* _GOALS_:
1. From the passage on satellite image artifacts, reproduce the portion starting with "ORTHO_COLOR_ISSUE1 — Example" and going on through "of the satellite.", renaming every "image composition artifact" as "frame-stitching artifact".
2. According to the passage on satellite image artifacts, what difference in mean brightness levels between frames in the overlapping pixels usually accompanies a sharp intensity change during image composition?

* _SOURCE DOCUMENT_:
— BEGIN —
Example of a dust particle acting like a light blocker (left). Note that the artifact is periodically repeated in the image since it is present in each raw frame. After detecting the artifact, a new flat-field frame was generated and the scene reprocessed. On the right the reprocessed version of the same image is shown.

Example of a dust artifact in a RBG composite: in this case the artifact was in the blue filter, resulting in a yellow donut-like shape (left). This artifact was then corrected by reprocessing the image with a new flat-field frame (right).

Although rarely, foreign object debris can create some superficial, small damage to the filter, allowing unfiltered light to reach the corresponding pixels on the sensor. This implies that the spectral information is lost in the affected areas. The resulting artifacts (usually bright donut-like shapes) are incorrigible with further processing

This artifact may not be present depending on the spectral signature of the target. The filter defects causing these artifacts are known and will be listed in a future edition of this document (including affected satellites and positions in the raw frame).

Artifact created by debris on the red band of the filter, causing the light reaching the sensor unfiltered.

Payload artifacts in saturated images

In the areas of frames with very high reflectance values, such as bright clouds or snow, the raw frame value can saturate. The flat-field (gain) correction cannot work because of non-linearity in these saturated areas. As a consequence the final products most likely present payload artifacts, such as sensor defects, pixel response non-uniformity (PRNU) and undesired dust particles on the filter, and processing artifacts such as color bands. In the future, the pixels affected by saturation will be masked.

ORTHO_SATURATION — Example of a target with very high reflectance: a field entirely covered by snow. The target is overexposed and the image cannot be corrected by the flat-field frame. The result is that the payload artifacts are not corrected (notice the high frequency parallel lines and the donut-like shapes due to dust on the filter). Additionally, big tonal differences between adjacent frames create strong color artifacts which cannot be corrected.

Color artifacts due to image compositing

Some images can show sharp intensity change between two adjacent frames during image composition (Note: the composition process concerns only products: L1B basic, L1C, L1D/L1D_SR). This usually corresponds to a difference of 3% or less between the mean brightness levels of the frames in the overlapping pixels. In flat and homogeneous targets, such as water surfaces, deserts and snow, as well as in clouds, this can appear visually noticeable.

ORTHO_COLOR_ISSUE1 — Example of tonal differences (image composition artifact) between adjacent frames, mostly noticeable in homogeneous targets, such as water.

The following image shows an example of an uncorrected image composition artifact in an RGB composite.

ORTHO_COLOR_ISSUE2 — Example of uncorrected image composition artifact in an RGB composite, inferring to the image a violet shade in alternate bands along the track of the satellite.
— END —
* _PROVIDED MATERIAL_:
— BEGIN —
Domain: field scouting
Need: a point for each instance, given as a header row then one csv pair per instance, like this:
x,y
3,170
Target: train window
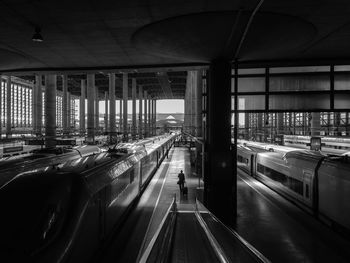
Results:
x,y
132,175
293,184
307,191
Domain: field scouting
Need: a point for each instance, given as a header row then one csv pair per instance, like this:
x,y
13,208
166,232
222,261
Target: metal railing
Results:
x,y
249,248
166,242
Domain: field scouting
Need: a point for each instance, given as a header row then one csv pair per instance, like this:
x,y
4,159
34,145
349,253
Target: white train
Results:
x,y
66,214
318,183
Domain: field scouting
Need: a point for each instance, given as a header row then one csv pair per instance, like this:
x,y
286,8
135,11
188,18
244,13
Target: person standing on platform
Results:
x,y
181,181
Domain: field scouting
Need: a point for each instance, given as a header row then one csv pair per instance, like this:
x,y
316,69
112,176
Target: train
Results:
x,y
328,142
46,158
318,183
67,214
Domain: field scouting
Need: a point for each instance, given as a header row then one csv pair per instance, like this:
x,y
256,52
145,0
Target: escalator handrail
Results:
x,y
252,250
214,243
172,209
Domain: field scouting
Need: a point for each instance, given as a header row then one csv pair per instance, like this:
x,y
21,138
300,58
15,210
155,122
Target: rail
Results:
x,y
251,250
214,243
166,242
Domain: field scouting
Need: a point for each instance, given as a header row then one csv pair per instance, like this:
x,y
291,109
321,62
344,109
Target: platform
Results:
x,y
274,226
152,207
281,231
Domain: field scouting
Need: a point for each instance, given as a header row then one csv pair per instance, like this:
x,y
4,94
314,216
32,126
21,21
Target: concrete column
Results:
x,y
8,107
121,116
64,104
260,126
91,108
34,104
153,118
40,107
220,181
112,126
82,106
140,112
1,112
134,131
145,96
50,111
125,106
37,107
97,110
315,124
106,111
199,97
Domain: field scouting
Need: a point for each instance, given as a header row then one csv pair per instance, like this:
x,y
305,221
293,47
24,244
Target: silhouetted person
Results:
x,y
181,181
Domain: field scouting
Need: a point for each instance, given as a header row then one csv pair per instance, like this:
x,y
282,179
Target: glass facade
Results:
x,y
22,107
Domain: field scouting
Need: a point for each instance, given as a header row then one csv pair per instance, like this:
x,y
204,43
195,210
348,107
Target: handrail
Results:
x,y
214,243
252,250
172,208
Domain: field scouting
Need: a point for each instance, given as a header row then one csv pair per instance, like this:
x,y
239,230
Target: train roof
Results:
x,y
303,154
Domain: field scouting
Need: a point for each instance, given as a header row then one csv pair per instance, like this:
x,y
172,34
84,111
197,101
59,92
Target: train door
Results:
x,y
307,176
252,165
— END —
* _THE SOLUTIONS_:
1.
ORTHO_COLOR_ISSUE1 — Example of tonal differences (frame-stitching artifact) between adjacent frames, mostly noticeable in homogeneous targets, such as water.

The following image shows an example of an uncorrected frame-stitching artifact in an RGB composite.

ORTHO_COLOR_ISSUE2 — Example of uncorrected frame-stitching artifact in an RGB composite, inferring to the image a violet shade in alternate bands along the track of the satellite.

2. A difference of 3% or less.